By Francis Wache

On November 6, 1982, Mr. Paul Bathelemy Bi Mvondo Biya replaced Mr. El Hadji Ahmadou Babatoura Ahidjo as the President of Cameroon.

Ahidjo’s resignation on November 4, 1982, stunned the nation. This was because the act was as sudden as it was unexpected.

As soon as the news broke, there was a flurry of mostly nocturnal consultations trying to discourage “the Father of the Nation” from stepping down.

All attempts to dissuade the authoritarian Ahidjo failed.


The outgoing Ahidjo and the incoming Biya were a study in contrasts: Ahidjo came from the Moslem North while Biya was a native of the Christian South.

Ahidjo spoke with a stentorian baritone while Biya’s voice was a raspy cackle. While Ahidjo was a primary school level leaver, Biya was a University graduate. Ahidjo exuded the aura of a patrician Lamido; Biya conveyed the self-effacing and unobtrusive mien of a former Seminarian.

With such fundamental differences, some observers argued that the leadership style between Ahidjo, the mentor, and Biya, the student, was bound to differ.

Biya, himself, did not hesitate peddling that myth. He came into office hammering that he was here to usher in a New Deal that would be characterised by rigour, integrity and moralisation.

Every opportunity they got, Biya and his cronies and his lackeys chanted from the rooftops about the intoxicating slogans of rigour and moralisation.
The April 4 gunshots would drown these buzzwords forever.

A clash over authority quickly ensued following Ahidjo’s resignation. The majority of Cameroonians indicated that they were for Biya. They had had enough of Ahidjo. Good riddance, they appear to have concluded.

GIVEN RECORDS.
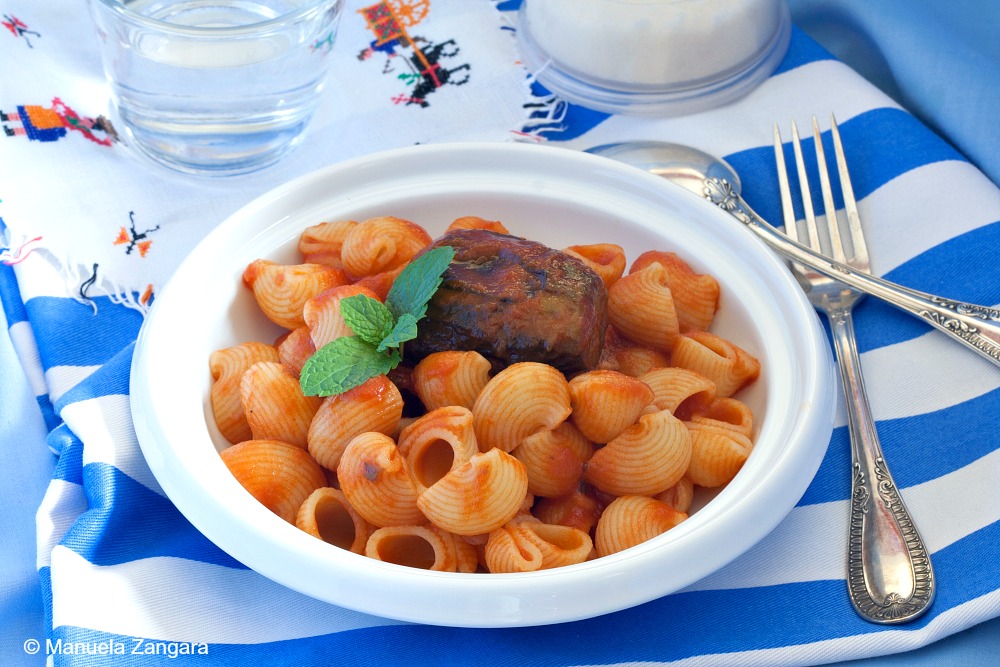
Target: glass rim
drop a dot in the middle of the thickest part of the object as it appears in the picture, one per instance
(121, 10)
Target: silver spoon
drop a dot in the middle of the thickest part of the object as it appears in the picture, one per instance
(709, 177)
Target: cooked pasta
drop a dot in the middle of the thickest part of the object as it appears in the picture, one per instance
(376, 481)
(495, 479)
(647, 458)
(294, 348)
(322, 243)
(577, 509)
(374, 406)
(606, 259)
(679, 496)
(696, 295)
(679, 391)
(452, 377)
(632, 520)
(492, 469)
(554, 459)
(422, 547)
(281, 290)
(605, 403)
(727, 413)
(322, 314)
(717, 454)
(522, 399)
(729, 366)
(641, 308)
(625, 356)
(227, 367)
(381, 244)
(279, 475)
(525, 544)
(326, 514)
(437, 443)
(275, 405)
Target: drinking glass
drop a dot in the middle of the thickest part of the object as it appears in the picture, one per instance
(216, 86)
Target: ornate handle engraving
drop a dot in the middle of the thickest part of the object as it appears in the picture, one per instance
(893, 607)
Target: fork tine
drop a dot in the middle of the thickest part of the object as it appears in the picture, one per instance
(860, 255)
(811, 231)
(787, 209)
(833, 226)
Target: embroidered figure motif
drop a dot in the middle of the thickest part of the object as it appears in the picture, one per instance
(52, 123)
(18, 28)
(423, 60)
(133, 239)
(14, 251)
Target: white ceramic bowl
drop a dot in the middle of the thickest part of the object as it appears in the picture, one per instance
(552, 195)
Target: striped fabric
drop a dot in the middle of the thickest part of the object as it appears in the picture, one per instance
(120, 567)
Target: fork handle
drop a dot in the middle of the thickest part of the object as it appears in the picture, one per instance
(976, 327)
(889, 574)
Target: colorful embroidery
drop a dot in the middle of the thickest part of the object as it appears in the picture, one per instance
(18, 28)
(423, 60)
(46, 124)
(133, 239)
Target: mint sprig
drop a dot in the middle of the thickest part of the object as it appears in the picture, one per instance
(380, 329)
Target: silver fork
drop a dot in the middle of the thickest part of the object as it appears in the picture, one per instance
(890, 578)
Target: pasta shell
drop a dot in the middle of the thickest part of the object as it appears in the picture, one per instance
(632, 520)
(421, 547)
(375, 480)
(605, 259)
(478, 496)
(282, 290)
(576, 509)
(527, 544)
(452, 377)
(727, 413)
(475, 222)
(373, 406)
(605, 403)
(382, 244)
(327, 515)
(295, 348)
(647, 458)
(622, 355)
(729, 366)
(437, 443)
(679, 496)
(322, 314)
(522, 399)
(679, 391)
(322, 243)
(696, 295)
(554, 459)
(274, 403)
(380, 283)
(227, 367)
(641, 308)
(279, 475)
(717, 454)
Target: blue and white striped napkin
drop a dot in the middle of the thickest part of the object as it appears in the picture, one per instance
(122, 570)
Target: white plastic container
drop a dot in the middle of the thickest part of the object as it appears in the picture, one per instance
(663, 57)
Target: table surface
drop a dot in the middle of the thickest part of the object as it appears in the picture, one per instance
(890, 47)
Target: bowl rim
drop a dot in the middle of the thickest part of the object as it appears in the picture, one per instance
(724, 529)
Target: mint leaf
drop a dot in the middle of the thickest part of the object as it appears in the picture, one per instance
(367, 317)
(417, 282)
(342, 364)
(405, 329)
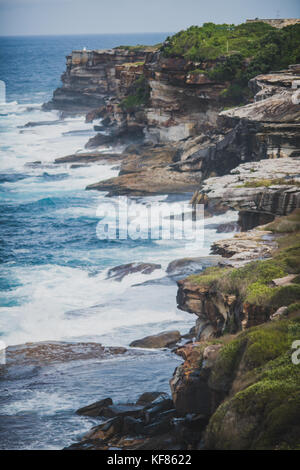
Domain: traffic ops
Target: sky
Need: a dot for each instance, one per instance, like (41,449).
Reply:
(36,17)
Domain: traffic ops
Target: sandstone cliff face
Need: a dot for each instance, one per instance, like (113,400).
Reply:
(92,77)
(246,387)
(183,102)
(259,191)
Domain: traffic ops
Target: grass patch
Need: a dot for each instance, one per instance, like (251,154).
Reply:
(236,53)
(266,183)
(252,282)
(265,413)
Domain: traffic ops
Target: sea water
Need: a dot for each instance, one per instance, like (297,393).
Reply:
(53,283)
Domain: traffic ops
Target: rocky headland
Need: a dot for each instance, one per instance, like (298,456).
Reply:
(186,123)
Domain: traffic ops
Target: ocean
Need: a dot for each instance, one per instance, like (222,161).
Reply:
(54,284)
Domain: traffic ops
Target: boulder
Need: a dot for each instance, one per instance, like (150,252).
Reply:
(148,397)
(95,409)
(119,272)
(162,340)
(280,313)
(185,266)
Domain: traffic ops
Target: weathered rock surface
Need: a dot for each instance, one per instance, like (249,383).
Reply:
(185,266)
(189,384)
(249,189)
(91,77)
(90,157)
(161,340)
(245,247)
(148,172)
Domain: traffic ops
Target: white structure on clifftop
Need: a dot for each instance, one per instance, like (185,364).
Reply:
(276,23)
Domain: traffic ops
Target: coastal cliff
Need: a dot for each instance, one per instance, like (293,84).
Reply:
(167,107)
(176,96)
--
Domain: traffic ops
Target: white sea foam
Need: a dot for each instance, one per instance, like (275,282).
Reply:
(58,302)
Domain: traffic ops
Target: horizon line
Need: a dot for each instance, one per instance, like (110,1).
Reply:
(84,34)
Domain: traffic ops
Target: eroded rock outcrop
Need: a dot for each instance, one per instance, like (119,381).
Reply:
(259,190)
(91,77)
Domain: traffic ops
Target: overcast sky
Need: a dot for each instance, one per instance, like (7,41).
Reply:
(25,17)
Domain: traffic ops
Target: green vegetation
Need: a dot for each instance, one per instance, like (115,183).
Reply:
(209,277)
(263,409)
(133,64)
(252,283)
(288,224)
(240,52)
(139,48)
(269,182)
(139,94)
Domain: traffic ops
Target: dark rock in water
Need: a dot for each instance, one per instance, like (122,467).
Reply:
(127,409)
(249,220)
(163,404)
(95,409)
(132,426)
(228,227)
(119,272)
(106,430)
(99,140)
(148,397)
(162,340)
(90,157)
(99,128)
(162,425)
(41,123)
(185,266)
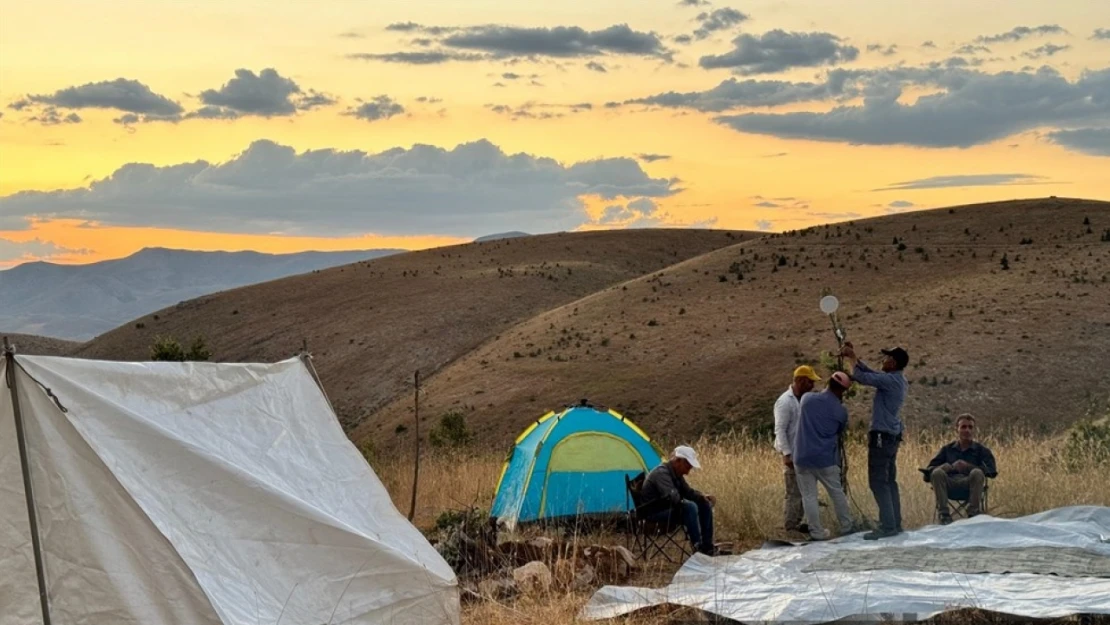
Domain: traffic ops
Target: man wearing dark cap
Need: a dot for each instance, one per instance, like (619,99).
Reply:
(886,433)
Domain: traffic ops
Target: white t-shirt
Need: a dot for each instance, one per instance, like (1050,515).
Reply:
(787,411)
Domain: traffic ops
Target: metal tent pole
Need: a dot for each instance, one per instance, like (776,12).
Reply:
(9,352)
---
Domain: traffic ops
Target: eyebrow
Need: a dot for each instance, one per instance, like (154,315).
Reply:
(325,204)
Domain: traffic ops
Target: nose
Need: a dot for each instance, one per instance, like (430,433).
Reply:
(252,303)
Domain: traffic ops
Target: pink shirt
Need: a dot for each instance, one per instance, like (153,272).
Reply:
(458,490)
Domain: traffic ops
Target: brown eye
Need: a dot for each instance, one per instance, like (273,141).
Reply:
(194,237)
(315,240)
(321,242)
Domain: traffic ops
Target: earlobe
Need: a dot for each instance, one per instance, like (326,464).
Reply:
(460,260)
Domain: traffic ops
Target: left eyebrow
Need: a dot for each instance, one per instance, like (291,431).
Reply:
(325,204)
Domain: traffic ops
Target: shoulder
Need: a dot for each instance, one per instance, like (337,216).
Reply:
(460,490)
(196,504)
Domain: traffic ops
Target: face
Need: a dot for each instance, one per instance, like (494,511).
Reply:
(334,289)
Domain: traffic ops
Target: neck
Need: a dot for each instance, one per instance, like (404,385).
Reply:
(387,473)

TASKS AND EXERCISES.
• 1. Rewrite the excerpt on Cameroon's 1982 change of president, starting at "With such fundamental" and ending at "rigour and moralisation.", with "cronies" changed to "allies".
• 2. Write what comes next in the excerpt on Cameroon's 1982 change of president, picking up after its final sentence.
You can ignore the records.

ANSWERS BY ITEM.
• 1.
With such fundamental differences, some observers argued that the leadership style between Ahidjo, the mentor, and Biya, the student, was bound to differ.

Biya, himself, did not hesitate peddling that myth. He came into office hammering that he was here to usher in a New Deal that would be characterised by rigour, integrity and moralisation.

Every opportunity they got, Biya and his allies and his lackeys chanted from the rooftops about the intoxicating slogans of rigour and moralisation.

• 2.
At the close of the power tussle between Ahidjo and Biya, the former emerged bruised. Ahidjo the vanquished fled into exile while Biya, the victor, ensconced himself at Etoudi.

Biya was now the lone cock allowed to crow in the Cameroon political arena.
The broken hearted Ahidjo would die and be buried in Dakar in 1989 – unmourned.
Cameroonians ululated.

With Ahidjo crushed and out of the scene, Biya’s early years were greeted with euphoria and great expectations.

Unfortunately, the ecstasy was short lived. It did not take long for the excitement to peter out. The tides turned. On April 4, 1984, the soldiers struck. A deeply shaken Biya jettisoned the noble and intoxicating slogans of rigour and moralisation and embarked on consolidating with his kinsmen, in particular, and bootlickers, in general, screaming behind the scenes, egging “their own man to gore the miscreants.”

In less than a year, what was seemingly an idyllic transfer of power transformed the erstwhile friendly Ahidjo-Biya duo into mortal foes, using lethal arms to (re)conquer power.

The greatest challenge to Biya and his New Deal – or what was left of it – came in 1992. That year, during the October 11 presidential election, Biya sneaked through with only 39.9 percent! His critics even say he ‘stole’ the victory. Whatever the case, it was nothing more and nothing less than a “Sanction Vote.”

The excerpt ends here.